» TASK STATEMENT: All the data beneath this line is to be reproduced exactly.
[[ GIVEN RECORDS, beginning ]]
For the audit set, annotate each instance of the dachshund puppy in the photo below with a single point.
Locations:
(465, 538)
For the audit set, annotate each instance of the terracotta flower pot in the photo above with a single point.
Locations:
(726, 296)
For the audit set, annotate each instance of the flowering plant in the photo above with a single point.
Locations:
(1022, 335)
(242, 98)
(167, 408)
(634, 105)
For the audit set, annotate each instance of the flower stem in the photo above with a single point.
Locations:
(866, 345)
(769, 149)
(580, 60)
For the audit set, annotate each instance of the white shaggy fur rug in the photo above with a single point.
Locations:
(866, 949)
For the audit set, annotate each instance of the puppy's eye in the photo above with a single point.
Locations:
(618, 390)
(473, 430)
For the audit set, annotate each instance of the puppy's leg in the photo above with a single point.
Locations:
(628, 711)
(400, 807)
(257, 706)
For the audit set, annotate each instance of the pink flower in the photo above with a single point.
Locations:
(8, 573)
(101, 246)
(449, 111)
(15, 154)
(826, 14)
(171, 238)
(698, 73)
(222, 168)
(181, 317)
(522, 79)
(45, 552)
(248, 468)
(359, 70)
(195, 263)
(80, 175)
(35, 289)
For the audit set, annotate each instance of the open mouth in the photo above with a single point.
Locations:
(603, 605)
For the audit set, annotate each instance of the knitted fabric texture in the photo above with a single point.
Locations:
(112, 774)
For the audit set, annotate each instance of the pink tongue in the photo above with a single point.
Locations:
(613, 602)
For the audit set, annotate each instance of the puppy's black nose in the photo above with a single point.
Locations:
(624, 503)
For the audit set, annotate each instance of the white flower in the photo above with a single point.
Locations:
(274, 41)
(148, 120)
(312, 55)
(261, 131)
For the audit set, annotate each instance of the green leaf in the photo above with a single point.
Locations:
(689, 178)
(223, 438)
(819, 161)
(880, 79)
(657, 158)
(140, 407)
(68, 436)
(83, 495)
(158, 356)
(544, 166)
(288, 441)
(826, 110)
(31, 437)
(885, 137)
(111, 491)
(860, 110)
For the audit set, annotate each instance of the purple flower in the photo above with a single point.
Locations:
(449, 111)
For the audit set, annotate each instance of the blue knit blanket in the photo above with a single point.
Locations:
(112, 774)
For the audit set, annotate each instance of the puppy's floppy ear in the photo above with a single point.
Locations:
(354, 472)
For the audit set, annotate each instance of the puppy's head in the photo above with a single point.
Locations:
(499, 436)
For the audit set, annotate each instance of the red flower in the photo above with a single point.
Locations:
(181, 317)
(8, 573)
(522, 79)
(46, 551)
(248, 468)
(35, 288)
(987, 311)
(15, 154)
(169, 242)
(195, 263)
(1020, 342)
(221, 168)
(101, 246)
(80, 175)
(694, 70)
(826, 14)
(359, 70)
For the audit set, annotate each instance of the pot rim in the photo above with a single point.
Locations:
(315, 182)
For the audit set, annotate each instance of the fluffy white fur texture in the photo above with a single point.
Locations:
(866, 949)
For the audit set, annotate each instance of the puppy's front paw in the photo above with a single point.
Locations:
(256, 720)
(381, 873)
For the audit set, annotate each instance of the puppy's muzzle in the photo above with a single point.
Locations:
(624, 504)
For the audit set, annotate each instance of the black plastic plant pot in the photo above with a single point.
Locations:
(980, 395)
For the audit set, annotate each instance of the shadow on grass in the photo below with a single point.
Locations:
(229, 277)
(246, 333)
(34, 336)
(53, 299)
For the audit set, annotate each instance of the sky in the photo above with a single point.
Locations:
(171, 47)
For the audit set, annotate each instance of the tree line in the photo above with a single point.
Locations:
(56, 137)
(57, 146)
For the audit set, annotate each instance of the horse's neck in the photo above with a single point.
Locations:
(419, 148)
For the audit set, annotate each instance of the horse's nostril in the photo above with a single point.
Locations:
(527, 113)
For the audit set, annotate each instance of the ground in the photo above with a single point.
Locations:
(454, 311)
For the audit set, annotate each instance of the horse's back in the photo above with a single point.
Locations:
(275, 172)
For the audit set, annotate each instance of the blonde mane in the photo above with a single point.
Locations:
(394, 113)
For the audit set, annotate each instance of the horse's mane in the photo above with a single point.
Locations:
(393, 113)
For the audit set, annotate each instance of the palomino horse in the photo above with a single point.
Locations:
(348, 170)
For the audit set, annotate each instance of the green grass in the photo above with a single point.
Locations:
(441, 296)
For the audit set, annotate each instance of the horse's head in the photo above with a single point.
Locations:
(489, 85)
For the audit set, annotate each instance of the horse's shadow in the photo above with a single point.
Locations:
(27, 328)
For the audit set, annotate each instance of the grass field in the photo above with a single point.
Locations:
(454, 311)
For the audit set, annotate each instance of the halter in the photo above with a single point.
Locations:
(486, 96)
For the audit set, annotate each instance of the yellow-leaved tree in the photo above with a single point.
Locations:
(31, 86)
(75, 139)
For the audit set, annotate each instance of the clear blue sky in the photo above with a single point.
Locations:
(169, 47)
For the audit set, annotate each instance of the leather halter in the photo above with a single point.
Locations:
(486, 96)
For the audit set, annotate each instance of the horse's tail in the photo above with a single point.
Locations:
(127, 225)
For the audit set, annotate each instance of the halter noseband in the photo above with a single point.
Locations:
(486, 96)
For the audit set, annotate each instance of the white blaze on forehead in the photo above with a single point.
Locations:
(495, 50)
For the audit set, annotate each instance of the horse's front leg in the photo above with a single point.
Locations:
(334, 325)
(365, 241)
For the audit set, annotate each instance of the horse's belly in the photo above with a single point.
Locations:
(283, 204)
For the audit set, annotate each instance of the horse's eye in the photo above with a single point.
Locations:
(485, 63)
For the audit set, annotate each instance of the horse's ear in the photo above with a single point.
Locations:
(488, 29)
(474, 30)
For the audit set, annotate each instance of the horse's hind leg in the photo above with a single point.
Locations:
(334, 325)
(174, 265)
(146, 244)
[[ GIVEN RECORDS, end ]]
» RESPONSE:
For the audit set, annotate each instance of the dachshund puppy in the photo below with a single point.
Locations:
(465, 538)
For the audit set, annotate each instance of the terracotta flower pot in the photo above with a single point.
Locations:
(726, 296)
For the audit set, annotate each instance of the flowering plant in the photo above with a single point.
Locations:
(1022, 335)
(242, 98)
(167, 408)
(634, 105)
For the audit set, annotate each instance of the flower stem in the photo above with a single point.
Locations:
(866, 345)
(769, 149)
(580, 60)
For the audit set, annotate each instance of the white shaggy fur rug in the photo above with a single point.
Locations:
(866, 949)
For the audit set, annotate each instance of the puppy's eye in the photo above with a single point.
Locations:
(618, 390)
(473, 430)
For the audit set, annotate each instance of the puppy's leg in the photo above with a single point.
Locations:
(628, 711)
(400, 807)
(257, 706)
For the audit set, annotate each instance of the pink flower in the photo above with a single point.
Locations:
(8, 573)
(101, 246)
(449, 111)
(15, 154)
(826, 14)
(171, 238)
(698, 73)
(222, 168)
(181, 317)
(522, 79)
(45, 552)
(248, 468)
(359, 70)
(195, 263)
(80, 175)
(35, 289)
For the audit set, annotate each instance of the open mouth in the photo above with a single point.
Locations:
(603, 605)
For the audit set, annotate each instance of the knitted fabric texture in the photo above with a single point.
Locations:
(112, 774)
For the audit set, annotate each instance of the pink tongue in the photo above with a single point.
Locations:
(613, 602)
For the audit set, annotate each instance of the puppy's black nose in the photo above with a single point.
Locations:
(624, 503)
For the audit set, annotate each instance of the white flower in the photo above with a single point.
Locations:
(274, 41)
(148, 120)
(312, 55)
(261, 131)
For the audit set, annotate each instance of the green leaf in the photo above with a single point.
Locations:
(689, 178)
(223, 438)
(819, 161)
(880, 79)
(657, 158)
(140, 407)
(68, 436)
(83, 495)
(158, 356)
(544, 166)
(288, 441)
(826, 110)
(31, 437)
(885, 137)
(111, 491)
(860, 110)
For the audit set, annotate each instance of the purple flower in the photo above with a single point.
Locations:
(449, 111)
For the audit set, annotate each instance of the blue knit blanket in the photo above with a single point.
Locations:
(112, 774)
For the audit set, annotate each instance of the puppy's floppy ear in the photo above with a single point.
Locations:
(354, 472)
For the audit set, annotate each instance of the puppy's head in the photo above with a single point.
Locations:
(499, 436)
For the audit set, annotate each instance of the red flower in the photo above with a single point.
Locations:
(181, 317)
(8, 573)
(522, 79)
(46, 551)
(248, 468)
(35, 288)
(987, 311)
(15, 154)
(169, 242)
(195, 263)
(1020, 342)
(221, 168)
(101, 246)
(80, 175)
(694, 70)
(826, 14)
(359, 70)
For the audit set, annotate each instance of the pot rim in the photo above with a single point.
Locations:
(315, 182)
For the audit set, annotate each instance of the fluffy white fur texture in the photo above with a single point.
Locations:
(866, 949)
For the audit set, annotate each instance of the puppy's front paw in the photo above with a single point.
Locations:
(256, 720)
(381, 873)
For the audit set, annotate each instance of the puppy's muzzle in the photo above with a single point.
Locations:
(624, 504)
For the audit set, annotate each instance of the black plastic plant pot in the photo above with a single point.
Locations:
(980, 395)
For the audit set, annotate each instance of the shadow on grass in the photo below with a single point.
Locations:
(229, 277)
(246, 333)
(34, 336)
(53, 299)
For the audit set, annotate each instance of the sky in the photo above with a single point.
Locations:
(171, 47)
For the audit set, annotate each instance of the tree line in the photo above with a single point.
Locations:
(56, 137)
(57, 146)
For the audit set, annotate each instance of the horse's neck in the photo above with a single point.
Locations:
(419, 148)
For the audit set, annotate each instance of the horse's nostril in the photo above with a single point.
Locations:
(527, 113)
For the audit set, annotate each instance of the ground in the photo above with a single point.
Locations:
(454, 311)
For the audit set, annotate each instance of the horse's back in the photo above with a single point.
Locations:
(275, 172)
For the audit set, annotate each instance of the blonde mane in the photo above with a single point.
Locations:
(394, 113)
For the audit set, annotate each instance of the horse's mane in the photo above with a single point.
Locations:
(393, 113)
For the audit set, annotate each instance of the palomino horse in the photo above with a single point.
Locations:
(348, 170)
For the audit set, annotate each instance of the green grass in the photo above with a single point.
Locations:
(441, 296)
For the audit set, annotate each instance of the horse's head in the photo above with a single point.
Locations:
(489, 85)
For the audit set, annotate each instance of the horse's shadow in the photo above with a single point.
Locations:
(27, 328)
For the audit set, annotate each instance of the grass field in the photo above with a single point.
Locations:
(454, 311)
For the audit set, annotate each instance of the halter in the photo above with a single point.
Locations:
(486, 96)
For the audit set, annotate each instance of the yellow-leaved tree in the photo above with a single point.
Locations:
(31, 86)
(75, 139)
For the audit set, annotate each instance of the clear blue sky in the photo above with a single point.
Locations:
(169, 47)
For the audit set, annotate each instance of the leather halter in the photo above with a single point.
Locations:
(486, 96)
For the audit set, annotate each instance of the horse's tail in the photo above with a single point.
Locations:
(127, 225)
For the audit set, annotate each instance of the halter noseband in the photo above with a single point.
Locations:
(486, 96)
For the audit set, annotate each instance of the white blaze on forehead in the photo above with a single point.
Locations:
(495, 50)
For the audit set, annotate each instance of the horse's front leg in the photo above with a single point.
Locations:
(334, 325)
(365, 241)
For the audit set, annotate each instance of the horse's belly in the photo above with a single point.
Locations:
(283, 204)
For the audit set, annotate each instance of the horse's eye in the photo above with a single point.
Locations:
(485, 63)
For the audit set, annotate each instance of the horse's ear in the photo above with a single point.
Locations:
(488, 29)
(474, 30)
For the audit set, annotate each instance of the horse's hind leg in the photo above with a single point.
Locations:
(334, 325)
(174, 265)
(146, 244)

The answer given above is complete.